• PROVIDED DATA:
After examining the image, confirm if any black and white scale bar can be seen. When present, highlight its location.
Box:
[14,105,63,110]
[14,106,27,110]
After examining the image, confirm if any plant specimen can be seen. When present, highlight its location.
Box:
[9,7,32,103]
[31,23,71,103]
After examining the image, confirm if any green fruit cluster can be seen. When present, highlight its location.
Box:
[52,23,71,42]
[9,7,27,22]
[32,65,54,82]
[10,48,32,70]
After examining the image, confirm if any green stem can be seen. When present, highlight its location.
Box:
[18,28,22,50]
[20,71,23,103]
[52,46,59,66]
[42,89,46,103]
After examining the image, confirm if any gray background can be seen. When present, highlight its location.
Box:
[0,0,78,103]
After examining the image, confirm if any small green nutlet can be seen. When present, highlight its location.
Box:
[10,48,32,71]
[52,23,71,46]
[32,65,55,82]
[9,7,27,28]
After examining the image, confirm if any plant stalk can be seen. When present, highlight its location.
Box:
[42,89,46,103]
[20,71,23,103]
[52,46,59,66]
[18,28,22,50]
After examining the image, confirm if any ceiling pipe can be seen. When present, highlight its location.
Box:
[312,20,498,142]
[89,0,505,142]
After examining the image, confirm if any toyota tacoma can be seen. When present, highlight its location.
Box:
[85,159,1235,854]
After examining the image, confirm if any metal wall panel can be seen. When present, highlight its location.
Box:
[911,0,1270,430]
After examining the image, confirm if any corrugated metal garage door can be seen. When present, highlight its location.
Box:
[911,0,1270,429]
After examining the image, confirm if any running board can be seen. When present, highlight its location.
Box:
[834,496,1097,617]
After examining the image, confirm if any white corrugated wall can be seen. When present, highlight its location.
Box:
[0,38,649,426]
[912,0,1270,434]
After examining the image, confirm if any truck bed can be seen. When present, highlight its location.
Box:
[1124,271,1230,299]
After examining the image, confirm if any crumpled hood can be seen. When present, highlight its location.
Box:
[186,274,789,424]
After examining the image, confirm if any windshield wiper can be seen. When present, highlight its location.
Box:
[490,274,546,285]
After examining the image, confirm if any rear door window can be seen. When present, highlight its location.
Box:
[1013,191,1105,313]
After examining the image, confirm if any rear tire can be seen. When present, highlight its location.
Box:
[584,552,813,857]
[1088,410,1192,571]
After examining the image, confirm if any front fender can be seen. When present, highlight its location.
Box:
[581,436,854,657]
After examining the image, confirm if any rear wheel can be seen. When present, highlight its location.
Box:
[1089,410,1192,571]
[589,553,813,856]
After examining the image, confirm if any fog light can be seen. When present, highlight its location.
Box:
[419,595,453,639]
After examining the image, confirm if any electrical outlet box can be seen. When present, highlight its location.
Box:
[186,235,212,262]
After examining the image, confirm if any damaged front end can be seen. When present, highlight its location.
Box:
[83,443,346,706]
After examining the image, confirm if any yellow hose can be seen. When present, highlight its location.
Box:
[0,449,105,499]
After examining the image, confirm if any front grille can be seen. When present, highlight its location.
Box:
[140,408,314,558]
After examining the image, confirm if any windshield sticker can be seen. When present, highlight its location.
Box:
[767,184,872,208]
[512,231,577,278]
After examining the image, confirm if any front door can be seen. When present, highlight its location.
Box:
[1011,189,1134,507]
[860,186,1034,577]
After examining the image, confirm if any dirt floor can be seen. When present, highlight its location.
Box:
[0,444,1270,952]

• WHAT THE EXERCISE ASKS: Rewrite all the items above as a Markdown table with two columns, Row and Item line. Put a running number in Row and one line per row in Item line, leaving out blank lines.

• SOLUTION:
| Row | Item line |
|---|---|
| 1 | After examining the image, confirm if any black and white scale bar can be seen. When present, highlight its location. |
| 2 | Box: |
| 3 | [14,105,63,110] |
| 4 | [14,106,27,110] |
| 5 | After examining the image, confirm if any plant specimen can be seen. When present, highlight its location. |
| 6 | Box: |
| 7 | [9,7,32,103] |
| 8 | [31,23,71,103] |
| 9 | After examining the image, confirm if any green fruit cluster can be seen. When present, highlight its location. |
| 10 | Box: |
| 11 | [52,23,71,42] |
| 12 | [9,7,27,22] |
| 13 | [32,65,54,82] |
| 14 | [10,48,32,70] |
| 15 | After examining the image, confirm if any green stem can be seen. When present, highlight its location. |
| 16 | Box: |
| 17 | [18,28,22,50] |
| 18 | [20,71,23,103] |
| 19 | [52,46,59,66] |
| 20 | [42,89,46,103] |
| 21 | After examining the image, confirm if any gray background can be seen. When present, highlight its location. |
| 22 | Box: |
| 23 | [0,0,78,103] |
| 24 | After examining the image, confirm if any small green nutlet can be seen. When present, highlight its location. |
| 25 | Box: |
| 26 | [10,48,32,71] |
| 27 | [52,23,71,46] |
| 28 | [32,65,55,82] |
| 29 | [9,7,27,28] |
| 30 | After examining the image, confirm if any plant stalk can be seen. When present, highlight its location. |
| 31 | Box: |
| 32 | [42,89,46,103] |
| 33 | [20,71,23,103] |
| 34 | [52,46,59,66] |
| 35 | [18,28,22,50] |
| 36 | After examining the image, confirm if any ceiling pipe can be seen. When present, highlight its location. |
| 37 | Box: |
| 38 | [312,20,498,142] |
| 39 | [89,0,505,142] |
| 40 | After examining the image, confirm if any toyota tacoma can be seen. When present, highlight its location. |
| 41 | Box: |
| 42 | [85,159,1235,854] |
| 43 | After examining the image, confirm if any metal wall panel can be seen. When present, highlight its location. |
| 44 | Box: |
| 45 | [911,0,1270,430] |
| 46 | After examining the image, confirm if any corrugated metal garage door can be seen. When present, highlight its location. |
| 47 | Box: |
| 48 | [911,0,1270,429] |
| 49 | After examining the image, confirm if any running board can be seen. When present, highlight its location. |
| 50 | Box: |
| 51 | [834,496,1097,617] |
| 52 | After examining the image, confirm if any white corrugated wall can be seen. When present, highlight its location. |
| 53 | Box: |
| 54 | [0,38,649,426] |
| 55 | [912,0,1270,434] |
| 56 | After examining the image, confirm if any truck bed can be seen. When present, highlight its location. |
| 57 | Box: |
| 58 | [1124,271,1230,299] |
| 59 | After examining the image, confirm if any crumpled hood can be seen. When present, highlight its location. |
| 60 | Box: |
| 61 | [186,274,789,424] |
| 62 | After examining the image, confirm if any windshield wiper can be seen. When present, highlight its location. |
| 63 | Box: |
| 64 | [490,274,546,285] |
| 65 | After examining the image, confirm if any rear door window can be seen. When present, highlight its location. |
| 66 | Box: |
| 67 | [1013,191,1105,313] |
| 68 | After examining the image, confirm if any rear tire can be seen. When present, highlight its location. |
| 69 | Box: |
| 70 | [584,552,813,857] |
| 71 | [1088,410,1192,571] |
| 72 | After examining the image, confirm if any front fender can be seen. When present, highlight its location. |
| 73 | Box: |
| 74 | [581,436,854,657] |
| 75 | After examining the image, confirm if any rear wheel can be seen. When present, highlight its location. |
| 76 | Box: |
| 77 | [1089,410,1192,571] |
| 78 | [589,553,813,856] |
| 79 | After examining the image, confirm if any fog light can be seen. When present, highlight its location. |
| 80 | Box: |
| 81 | [419,595,453,639] |
| 82 | After examining the image, confirm if any electrical outlet box can be seen. When present, highlight its location. |
| 83 | Box: |
| 84 | [186,235,212,262] |
| 85 | After examining the image, confirm if any damaged front end can be seen. When present, highlight its location. |
| 86 | Box: |
| 87 | [83,443,346,706] |
| 88 | After examining the image, confirm if any yellow hose can be seen. When present, highlight its location. |
| 89 | Box: |
| 90 | [0,449,105,499] |
| 91 | After examining the image, confirm if any front grille can be seen. When present, highlight its location. |
| 92 | Box: |
| 93 | [140,408,314,558] |
| 94 | After examining the image, confirm if any windshield sticker can be seen. When present, highlight its location. |
| 95 | Box: |
| 96 | [767,184,872,208] |
| 97 | [512,231,577,278] |
| 98 | After examining the image, confirm if any front door can be seen. When present, highlight its location. |
| 99 | Box: |
| 100 | [1011,189,1134,507] |
| 101 | [860,186,1034,577] |
| 102 | After examining the image, confirm if any dirt floor can be seen. When present, highlight its location. |
| 103 | Box: |
| 104 | [0,444,1270,952] |